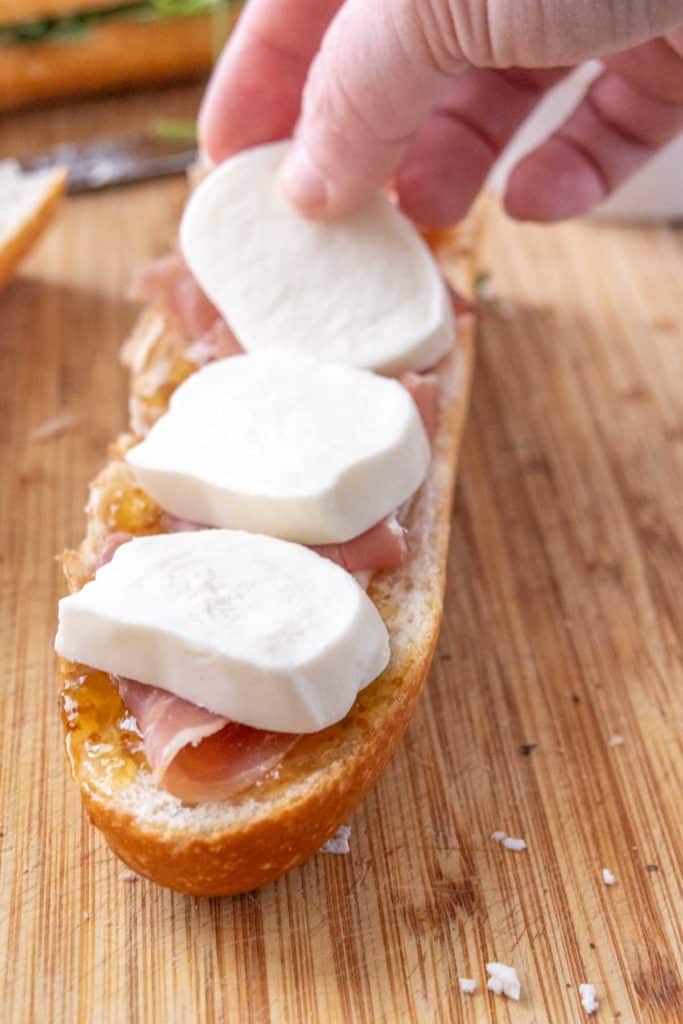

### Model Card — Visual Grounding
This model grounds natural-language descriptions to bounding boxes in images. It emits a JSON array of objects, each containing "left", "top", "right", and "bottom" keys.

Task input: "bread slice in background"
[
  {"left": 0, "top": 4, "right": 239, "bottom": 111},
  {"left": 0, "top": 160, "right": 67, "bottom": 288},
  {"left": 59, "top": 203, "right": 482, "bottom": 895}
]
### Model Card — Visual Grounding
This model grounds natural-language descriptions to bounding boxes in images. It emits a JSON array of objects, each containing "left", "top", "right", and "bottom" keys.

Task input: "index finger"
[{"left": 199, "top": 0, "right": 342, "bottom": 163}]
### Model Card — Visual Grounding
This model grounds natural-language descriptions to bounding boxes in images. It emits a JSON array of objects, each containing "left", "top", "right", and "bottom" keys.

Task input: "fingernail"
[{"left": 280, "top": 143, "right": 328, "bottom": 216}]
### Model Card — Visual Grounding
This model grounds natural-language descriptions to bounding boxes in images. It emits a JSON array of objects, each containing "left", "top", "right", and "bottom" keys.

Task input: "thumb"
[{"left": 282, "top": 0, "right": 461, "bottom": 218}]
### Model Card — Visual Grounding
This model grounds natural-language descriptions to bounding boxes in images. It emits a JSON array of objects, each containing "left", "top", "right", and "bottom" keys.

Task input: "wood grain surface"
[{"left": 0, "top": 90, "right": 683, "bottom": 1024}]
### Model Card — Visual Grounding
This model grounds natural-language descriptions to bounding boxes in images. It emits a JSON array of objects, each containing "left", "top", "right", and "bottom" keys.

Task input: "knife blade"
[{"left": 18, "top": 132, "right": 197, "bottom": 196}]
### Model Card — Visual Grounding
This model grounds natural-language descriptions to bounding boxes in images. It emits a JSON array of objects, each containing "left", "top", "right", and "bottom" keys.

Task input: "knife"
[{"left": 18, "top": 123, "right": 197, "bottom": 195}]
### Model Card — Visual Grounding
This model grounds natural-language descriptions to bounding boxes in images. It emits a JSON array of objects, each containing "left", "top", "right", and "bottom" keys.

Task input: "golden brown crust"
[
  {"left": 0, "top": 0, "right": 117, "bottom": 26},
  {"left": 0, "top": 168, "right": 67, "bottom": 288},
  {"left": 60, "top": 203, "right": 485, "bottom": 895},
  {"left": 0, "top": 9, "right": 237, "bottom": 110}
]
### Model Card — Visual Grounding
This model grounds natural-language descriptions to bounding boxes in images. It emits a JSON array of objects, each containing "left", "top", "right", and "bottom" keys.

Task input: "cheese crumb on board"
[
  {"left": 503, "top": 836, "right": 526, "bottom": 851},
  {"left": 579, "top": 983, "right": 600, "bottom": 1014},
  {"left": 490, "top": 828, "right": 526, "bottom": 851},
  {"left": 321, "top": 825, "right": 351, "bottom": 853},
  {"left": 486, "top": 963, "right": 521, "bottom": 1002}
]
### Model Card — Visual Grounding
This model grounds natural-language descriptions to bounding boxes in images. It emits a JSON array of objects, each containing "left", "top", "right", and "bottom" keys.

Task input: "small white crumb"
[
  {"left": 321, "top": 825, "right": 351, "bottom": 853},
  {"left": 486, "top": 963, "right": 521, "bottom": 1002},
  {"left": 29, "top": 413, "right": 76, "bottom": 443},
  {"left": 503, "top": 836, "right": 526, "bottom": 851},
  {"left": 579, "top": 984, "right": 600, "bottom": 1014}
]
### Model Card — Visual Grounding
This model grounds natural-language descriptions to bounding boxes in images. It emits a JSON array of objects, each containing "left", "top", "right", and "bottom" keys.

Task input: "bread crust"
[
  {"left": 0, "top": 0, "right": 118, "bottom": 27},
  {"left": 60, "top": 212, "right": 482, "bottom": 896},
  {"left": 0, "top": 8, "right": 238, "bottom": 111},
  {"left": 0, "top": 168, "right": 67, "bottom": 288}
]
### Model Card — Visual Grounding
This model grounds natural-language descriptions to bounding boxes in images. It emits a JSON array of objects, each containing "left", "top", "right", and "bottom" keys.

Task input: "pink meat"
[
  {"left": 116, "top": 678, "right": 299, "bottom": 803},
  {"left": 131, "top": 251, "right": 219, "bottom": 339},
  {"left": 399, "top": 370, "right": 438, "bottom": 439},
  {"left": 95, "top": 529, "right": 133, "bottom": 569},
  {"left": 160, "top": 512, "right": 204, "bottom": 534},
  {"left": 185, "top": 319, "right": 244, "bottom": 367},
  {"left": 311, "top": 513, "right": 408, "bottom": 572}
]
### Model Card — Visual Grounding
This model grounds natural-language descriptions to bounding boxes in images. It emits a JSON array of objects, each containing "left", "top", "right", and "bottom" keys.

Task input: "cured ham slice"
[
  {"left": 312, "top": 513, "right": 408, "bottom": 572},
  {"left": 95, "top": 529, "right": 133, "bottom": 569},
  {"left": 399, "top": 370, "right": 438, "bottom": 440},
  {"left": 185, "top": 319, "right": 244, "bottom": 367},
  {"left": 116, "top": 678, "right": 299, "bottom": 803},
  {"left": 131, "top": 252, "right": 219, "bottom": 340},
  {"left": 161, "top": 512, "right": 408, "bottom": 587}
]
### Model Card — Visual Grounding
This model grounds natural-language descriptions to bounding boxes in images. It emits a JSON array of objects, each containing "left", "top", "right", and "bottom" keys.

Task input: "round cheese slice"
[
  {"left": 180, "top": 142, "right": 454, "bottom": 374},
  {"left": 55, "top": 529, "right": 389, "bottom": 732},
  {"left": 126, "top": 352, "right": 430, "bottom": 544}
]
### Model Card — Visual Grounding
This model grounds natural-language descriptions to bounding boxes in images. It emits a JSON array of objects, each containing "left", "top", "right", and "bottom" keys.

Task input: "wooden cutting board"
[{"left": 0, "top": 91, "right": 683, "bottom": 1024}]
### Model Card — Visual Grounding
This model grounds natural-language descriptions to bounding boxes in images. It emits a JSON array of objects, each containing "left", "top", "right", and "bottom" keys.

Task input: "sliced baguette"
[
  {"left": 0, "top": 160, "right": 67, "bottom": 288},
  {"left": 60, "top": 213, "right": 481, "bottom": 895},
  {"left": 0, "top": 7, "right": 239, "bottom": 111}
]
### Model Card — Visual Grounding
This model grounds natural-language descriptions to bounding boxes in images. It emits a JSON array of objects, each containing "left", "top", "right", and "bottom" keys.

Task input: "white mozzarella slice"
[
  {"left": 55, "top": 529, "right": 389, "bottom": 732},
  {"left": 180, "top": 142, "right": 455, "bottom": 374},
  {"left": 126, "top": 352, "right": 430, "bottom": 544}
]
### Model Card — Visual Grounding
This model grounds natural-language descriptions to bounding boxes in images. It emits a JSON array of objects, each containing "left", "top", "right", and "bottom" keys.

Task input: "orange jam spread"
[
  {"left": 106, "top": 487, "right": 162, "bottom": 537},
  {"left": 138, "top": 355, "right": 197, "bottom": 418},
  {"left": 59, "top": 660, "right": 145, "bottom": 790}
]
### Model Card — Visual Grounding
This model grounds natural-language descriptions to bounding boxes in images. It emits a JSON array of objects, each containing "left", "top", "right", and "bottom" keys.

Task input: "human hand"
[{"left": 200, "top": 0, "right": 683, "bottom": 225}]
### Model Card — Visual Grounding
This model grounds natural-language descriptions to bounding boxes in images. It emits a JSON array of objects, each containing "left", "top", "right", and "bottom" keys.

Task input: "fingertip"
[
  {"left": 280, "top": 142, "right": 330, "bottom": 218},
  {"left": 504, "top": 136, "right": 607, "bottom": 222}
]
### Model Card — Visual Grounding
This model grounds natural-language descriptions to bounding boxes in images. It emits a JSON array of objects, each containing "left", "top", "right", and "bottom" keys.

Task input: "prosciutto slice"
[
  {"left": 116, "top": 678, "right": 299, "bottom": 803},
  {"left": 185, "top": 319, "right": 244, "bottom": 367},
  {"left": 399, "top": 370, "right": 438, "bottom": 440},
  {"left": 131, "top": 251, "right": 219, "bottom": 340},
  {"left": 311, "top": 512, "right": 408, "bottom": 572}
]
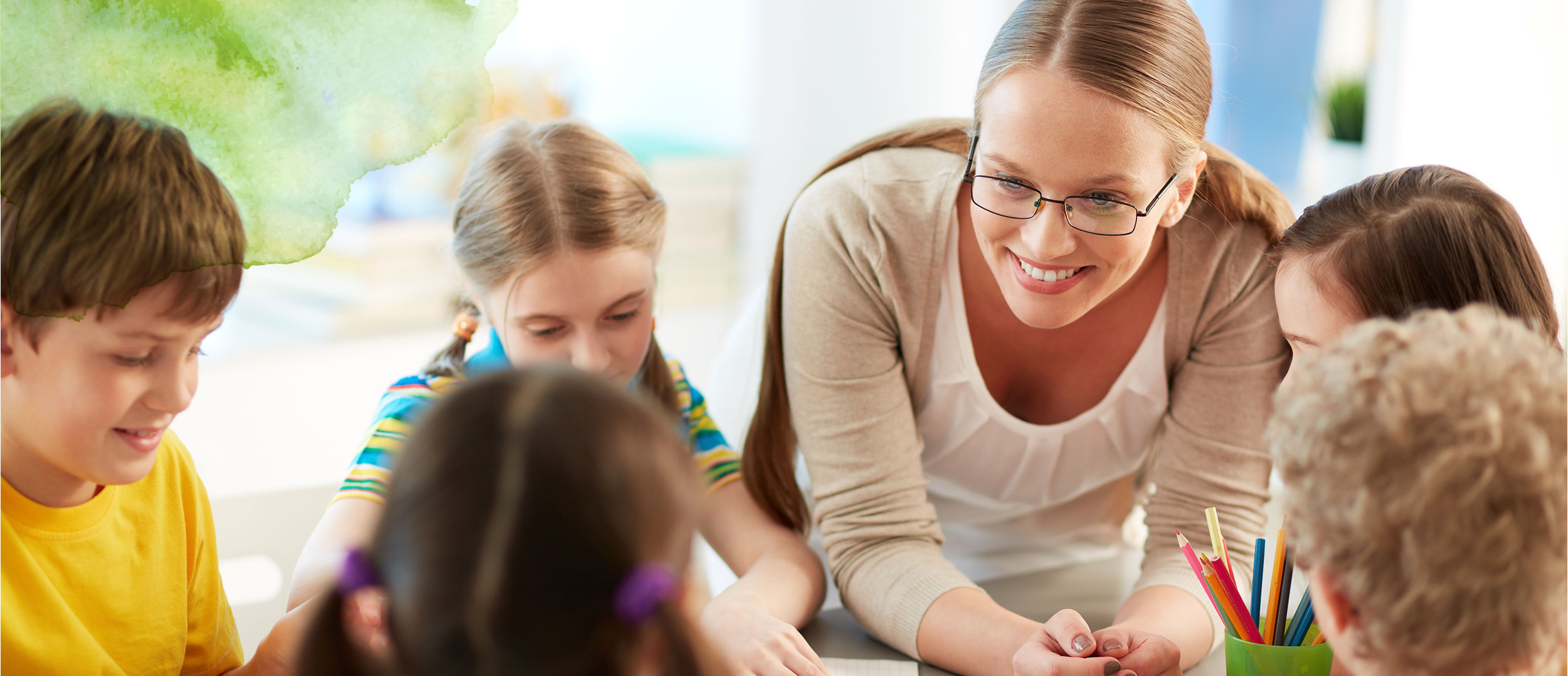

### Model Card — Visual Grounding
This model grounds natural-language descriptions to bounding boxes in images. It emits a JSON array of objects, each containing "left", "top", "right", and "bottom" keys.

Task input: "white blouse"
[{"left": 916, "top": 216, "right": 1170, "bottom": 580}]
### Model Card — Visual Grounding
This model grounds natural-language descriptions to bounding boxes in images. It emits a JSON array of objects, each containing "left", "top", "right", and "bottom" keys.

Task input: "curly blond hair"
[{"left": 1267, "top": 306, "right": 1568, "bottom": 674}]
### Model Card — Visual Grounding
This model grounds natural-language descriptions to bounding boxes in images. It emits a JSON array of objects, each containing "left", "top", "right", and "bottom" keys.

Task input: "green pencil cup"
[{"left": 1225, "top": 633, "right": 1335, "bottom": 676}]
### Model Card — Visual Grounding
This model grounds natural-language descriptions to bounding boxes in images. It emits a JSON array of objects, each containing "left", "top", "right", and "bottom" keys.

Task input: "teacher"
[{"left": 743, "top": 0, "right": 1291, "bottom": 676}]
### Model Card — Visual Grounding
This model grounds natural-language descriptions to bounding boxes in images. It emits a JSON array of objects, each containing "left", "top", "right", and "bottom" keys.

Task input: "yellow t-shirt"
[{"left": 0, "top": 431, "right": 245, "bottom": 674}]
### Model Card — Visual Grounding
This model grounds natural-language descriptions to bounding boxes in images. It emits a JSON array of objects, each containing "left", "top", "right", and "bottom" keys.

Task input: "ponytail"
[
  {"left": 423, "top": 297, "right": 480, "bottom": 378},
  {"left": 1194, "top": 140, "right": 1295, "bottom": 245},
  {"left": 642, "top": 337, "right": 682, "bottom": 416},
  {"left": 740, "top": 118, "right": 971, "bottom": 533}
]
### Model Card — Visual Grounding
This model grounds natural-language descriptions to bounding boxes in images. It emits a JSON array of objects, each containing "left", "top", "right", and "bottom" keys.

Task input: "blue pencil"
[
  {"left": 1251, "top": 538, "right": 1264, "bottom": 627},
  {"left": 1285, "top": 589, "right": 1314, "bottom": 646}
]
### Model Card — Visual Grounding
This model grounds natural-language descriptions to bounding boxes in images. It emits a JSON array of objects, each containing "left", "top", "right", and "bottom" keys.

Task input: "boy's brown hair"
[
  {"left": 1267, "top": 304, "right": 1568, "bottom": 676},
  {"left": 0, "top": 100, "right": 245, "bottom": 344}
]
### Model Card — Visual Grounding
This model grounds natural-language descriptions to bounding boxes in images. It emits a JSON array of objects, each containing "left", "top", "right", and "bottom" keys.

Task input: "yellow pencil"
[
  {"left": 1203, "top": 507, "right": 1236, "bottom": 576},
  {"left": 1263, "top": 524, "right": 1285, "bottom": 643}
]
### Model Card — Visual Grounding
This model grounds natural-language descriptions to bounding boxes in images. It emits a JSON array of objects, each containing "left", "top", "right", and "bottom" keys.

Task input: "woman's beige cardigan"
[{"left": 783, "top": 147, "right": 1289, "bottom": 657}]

◆ What is being asked ◆
Copy out every line above that contains the word "board". Match case exactly.

◆ Exercise solution ◆
Task input: "cheese crumb on board"
Task input: "wooden cutting board"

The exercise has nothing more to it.